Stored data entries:
╭──
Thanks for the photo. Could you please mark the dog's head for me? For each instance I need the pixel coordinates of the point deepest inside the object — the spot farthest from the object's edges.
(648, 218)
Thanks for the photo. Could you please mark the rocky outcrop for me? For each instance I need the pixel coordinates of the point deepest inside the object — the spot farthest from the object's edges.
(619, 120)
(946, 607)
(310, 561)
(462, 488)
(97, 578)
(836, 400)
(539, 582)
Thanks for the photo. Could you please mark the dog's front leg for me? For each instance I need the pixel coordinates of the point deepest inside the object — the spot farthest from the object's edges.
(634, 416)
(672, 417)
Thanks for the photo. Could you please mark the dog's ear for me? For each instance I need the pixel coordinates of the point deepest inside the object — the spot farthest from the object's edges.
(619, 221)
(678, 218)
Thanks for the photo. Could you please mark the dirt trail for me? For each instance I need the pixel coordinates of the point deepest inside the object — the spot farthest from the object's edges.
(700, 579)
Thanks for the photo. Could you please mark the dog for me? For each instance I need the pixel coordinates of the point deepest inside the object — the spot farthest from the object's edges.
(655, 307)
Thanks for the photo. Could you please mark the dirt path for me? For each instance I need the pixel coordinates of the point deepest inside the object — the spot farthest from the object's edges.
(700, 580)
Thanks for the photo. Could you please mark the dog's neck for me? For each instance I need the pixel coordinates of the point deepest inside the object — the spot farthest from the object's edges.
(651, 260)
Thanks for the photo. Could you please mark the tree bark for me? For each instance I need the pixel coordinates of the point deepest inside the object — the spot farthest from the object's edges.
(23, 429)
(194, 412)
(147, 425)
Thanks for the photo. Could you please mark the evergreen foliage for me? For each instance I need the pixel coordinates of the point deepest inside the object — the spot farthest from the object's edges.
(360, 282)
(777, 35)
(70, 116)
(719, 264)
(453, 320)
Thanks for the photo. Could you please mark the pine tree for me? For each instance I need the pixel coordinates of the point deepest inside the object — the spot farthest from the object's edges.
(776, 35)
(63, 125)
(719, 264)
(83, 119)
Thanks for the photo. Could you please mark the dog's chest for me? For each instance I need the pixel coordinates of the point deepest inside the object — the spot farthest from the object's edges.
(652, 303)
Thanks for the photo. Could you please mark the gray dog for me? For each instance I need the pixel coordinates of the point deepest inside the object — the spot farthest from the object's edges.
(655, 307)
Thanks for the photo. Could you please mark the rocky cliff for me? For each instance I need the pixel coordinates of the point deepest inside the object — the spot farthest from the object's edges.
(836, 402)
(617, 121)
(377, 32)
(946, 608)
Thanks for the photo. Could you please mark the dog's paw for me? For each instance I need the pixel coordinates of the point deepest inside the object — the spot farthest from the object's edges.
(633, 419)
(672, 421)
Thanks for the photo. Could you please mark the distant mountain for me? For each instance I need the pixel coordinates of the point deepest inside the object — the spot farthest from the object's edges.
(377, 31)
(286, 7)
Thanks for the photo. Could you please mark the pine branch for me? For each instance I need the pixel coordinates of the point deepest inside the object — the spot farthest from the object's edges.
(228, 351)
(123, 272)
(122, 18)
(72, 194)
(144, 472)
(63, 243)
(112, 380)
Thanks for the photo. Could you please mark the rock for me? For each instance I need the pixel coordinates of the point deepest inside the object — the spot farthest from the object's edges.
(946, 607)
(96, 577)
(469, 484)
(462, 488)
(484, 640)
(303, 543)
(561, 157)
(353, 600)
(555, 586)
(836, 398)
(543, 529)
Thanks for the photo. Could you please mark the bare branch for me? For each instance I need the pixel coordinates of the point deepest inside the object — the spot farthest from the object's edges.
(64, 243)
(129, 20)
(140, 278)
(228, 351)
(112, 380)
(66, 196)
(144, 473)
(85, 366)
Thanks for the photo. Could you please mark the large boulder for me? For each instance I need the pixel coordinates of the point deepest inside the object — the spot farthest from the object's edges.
╰──
- **Stated task**
Reproduce each record exactly, leaving nothing out.

- **Expected answer**
Thanks for the photo. Could you please mark the dog's head for me? For each instance I need the pixel coordinates of the point deepest inside the object — the spot farthest from the object's edges.
(648, 218)
Thanks for the photo. Could you please mark the rocky outcrop for me? For each instance I need the pixel coordinates of the point deepest inside the object — the spot farthest from the object's edges.
(619, 120)
(946, 607)
(310, 561)
(462, 488)
(97, 578)
(836, 400)
(539, 582)
Thanks for the photo. Could you please mark the dog's front leg for me? For each instance I need the pixel coordinates of the point deepest inside the object — the spot farthest from the object's edges.
(634, 416)
(672, 417)
Thanks for the photo. Could you please mark the dog's ear for me? For each instance I need the pixel coordinates of the point deepest inside the object — the spot farthest from the object's edges.
(619, 221)
(678, 218)
Thanks for the photo. Could you please mark the dirt trail for me? For each instance I need the pixel coordinates of the point deepest inside the object — the spot farthest from the object's edges.
(700, 579)
Thanks for the photo. Could you please mark the dog for me? For each instance I need the pixel coordinates of the point deepest inside the object — the spot farthest from the object's edges.
(655, 307)
Thanks for the photo. Could you please mark the dirt path for me? For each instance I need the pixel coordinates of the point deepest inside the object — the spot farthest from the object's edges.
(700, 580)
Thanks for the photo. Could you please mark the dog's neck for me? For each instance I need the pixel coordinates of the point deepest inside the object — the spot farthest from the object's edges.
(651, 260)
Thanks for the photo. Could you please mark the tree bark for me? For each instance I need the pixel coordinates of the point deepest inside the object — the spot farthest from the object's edges.
(23, 429)
(194, 412)
(147, 425)
Thanks for the photo. Could you please mark the evergreen foliage for me? For each instance I need the pixel coordinates of the point deepest inside the object — the spot farthest from the object's edges.
(360, 282)
(777, 35)
(70, 116)
(719, 264)
(453, 320)
Thanks for the photo. Could you please mark the pine tree for me? For each instance I need the pixel coordinates of the point deepest inside the object — the spot farthest from the object's edges.
(776, 35)
(63, 125)
(719, 264)
(83, 119)
Thanks for the photo. Could you please mark the dog's chest for me? For each instance I need the pixel coordinates of the point deepest inside the object — the spot farthest from the object's edges.
(652, 303)
Thanks for the photo. Could you please mark the gray dog for me? For each instance I need the pixel coordinates of the point deepest inside the object — the spot farthest from the object's edges.
(655, 307)
Thanks for the photo. Could you please mark the rocky cliff for me? For each instance I need the pixel coordinates of the point deepest inside the object — the spot farthest from the object's edges.
(836, 402)
(617, 121)
(377, 32)
(946, 608)
Thanks for the photo. Could you please mark the dog's paw for me? For each instance I need the pixel coordinates of the point deepest inside the object — the spot farthest from the object's edges.
(633, 419)
(672, 421)
Thanks for the photo. Could you please mark the distant mountain for me? For each instance I need the pixel coordinates of the point deepest inside the object — the spot farthest from the object's edges.
(377, 31)
(286, 7)
Thanks for the photo. Could you please mark the pine branch for me? For each instance I need the pixel coordinates of the point deepest inside the object — the spot farthest from the object's edges.
(228, 351)
(123, 272)
(122, 18)
(72, 194)
(144, 472)
(63, 243)
(112, 380)
Thanks for the photo. Could you please mark the rock for me? For each instance I need the pixel coordinates of the point deepest inside the object — the spot farthest from the object's edges.
(946, 607)
(96, 577)
(469, 484)
(462, 488)
(484, 640)
(303, 543)
(561, 157)
(353, 600)
(555, 586)
(836, 398)
(543, 529)
Thanks for the photo. Could you please mark the bare branch for me? For each instance I need the pixel coordinates of the point deepest inside the object — the spot farthest from the object's edges.
(64, 243)
(129, 20)
(140, 278)
(228, 351)
(112, 380)
(66, 196)
(144, 473)
(85, 366)
Thanks for the photo. Could you please mark the large boulder for me? For each instance I need the pixel coordinates of the point deepest inside the object — the spot farthest from the object's edges.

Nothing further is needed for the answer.